··· Passage shown ···

Työ/Work

Kväänibiennaali 2025

Tromsø
15.03.25 — 03.08.25
About the exhibition
The third edition of the Kven Biennial shines a spotlight on Kven contemporary art, and challenges the public to consider what Kven art can be. The biennial is the first exhibition at Nordnorsk Kunstmuseum to feature exclusively artists with a Kven background.

A new spring 

Rina Charlott Lindgren, "Bits II", (2020). Photo: Simen Ulstein

In the past several years, the performative and creative aspects of Kven culture have come into greater focus, with both musical and theatrical activities creating new venues for the expression of Kven identity. More people are becoming aware of their own Kven background, among them professional contemporary artists. In line with the “Kven Spring” of the recent years, with a blossoming of new artistic and cultural expressions, the Kven Biennial has since 2021 been an area for research, dialogue and the display of Kven contemporary art. In a broader landscape with few boundaries or even expectations of what Kven art should be, we stand at an exciting point in an emergent Kven art movement.   

 

Work as shades

Ingebjørg Vatne, "Tunkkiilta / Fra Slagghaugene", (2020). Photo: Hanne Thomassen

A wasp’s nest with spells to avoid being stung. Glass jars with minerals on a kitchen shelf, and a chest. Tar that has first been burned under the peat in a tar pit, before being slowly dripped on the floor of the exhibition space. Fragments of stories reassembled.   

Kven Biennial 2025 shows works by Eili Bråstad, Markus Lantto, Ingebjørg Vatne, Rina Charlott Lindgren and Inger Emilie Solheim, and has work as its curatorial framework. Whereas the previous biennials took as their themes materiality and identity markers (2021) and spring water as an alternative metaphor for identity and history (2023, work is the antithesis of the spring which brings water to the surface of its own accord. Work, in its most basic definition, is a goal-oriented activity requiring patience and willpower. But the Kven word työ, which means work, contains within it the word , which means night. While previous biennials have focused on the ease of existence – in an inquisitive openness around what Kven identity and art are – this edition goes deeper into the intricacies of the mind and what it can mean to construct an identity.

···

- [Exercise task]: Please reproduce word for word the passage of the Kven Biennial text starting at "A new spring" and ending at "Kven art movement.".

··· Supplied entries ···

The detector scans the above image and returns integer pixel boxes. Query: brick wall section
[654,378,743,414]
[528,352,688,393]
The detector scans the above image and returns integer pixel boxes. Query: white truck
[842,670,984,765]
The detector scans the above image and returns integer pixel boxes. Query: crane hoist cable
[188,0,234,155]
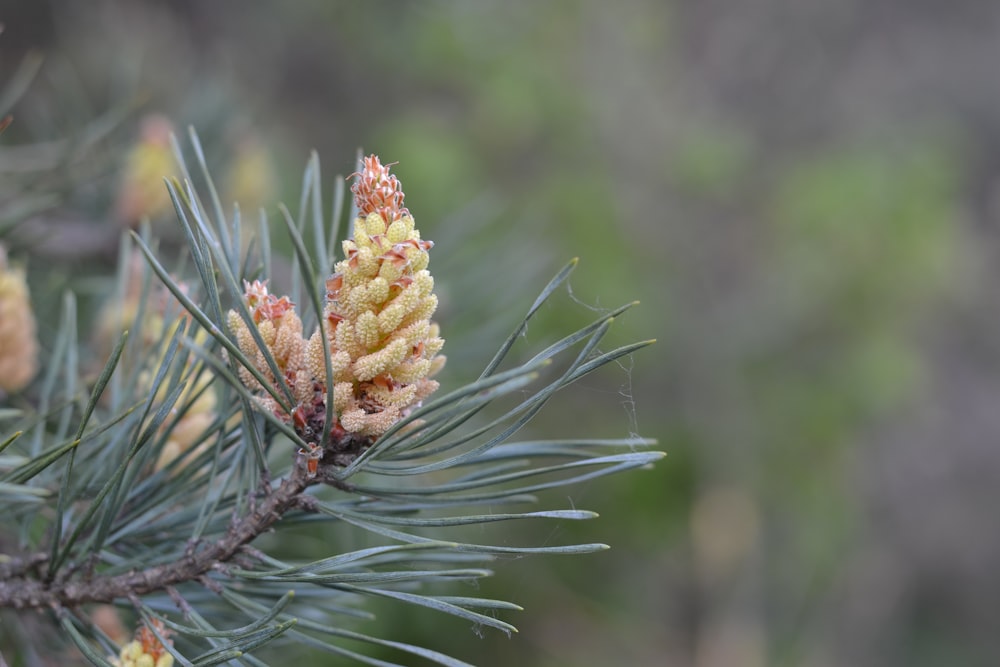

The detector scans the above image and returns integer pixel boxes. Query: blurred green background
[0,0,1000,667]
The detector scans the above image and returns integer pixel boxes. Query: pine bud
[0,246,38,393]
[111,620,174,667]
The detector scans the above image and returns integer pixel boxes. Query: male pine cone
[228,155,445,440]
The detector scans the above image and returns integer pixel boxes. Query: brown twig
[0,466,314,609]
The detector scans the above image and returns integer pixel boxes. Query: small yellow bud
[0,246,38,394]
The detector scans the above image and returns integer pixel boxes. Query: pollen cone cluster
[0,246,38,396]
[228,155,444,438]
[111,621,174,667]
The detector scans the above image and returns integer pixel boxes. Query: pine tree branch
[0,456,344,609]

···

- [Correct result]:
A new spring 

Rina Charlott Lindgren, "Bits II", (2020). Photo: Simen Ulstein

In the past several years, the performative and creative aspects of Kven culture have come into greater focus, with both musical and theatrical activities creating new venues for the expression of Kven identity. More people are becoming aware of their own Kven background, among them professional contemporary artists. In line with the “Kven Spring” of the recent years, with a blossoming of new artistic and cultural expressions, the Kven Biennial has since 2021 been an area for research, dialogue and the display of Kven contemporary art. In a broader landscape with few boundaries or even expectations of what Kven art should be, we stand at an exciting point in an emergent Kven art movement.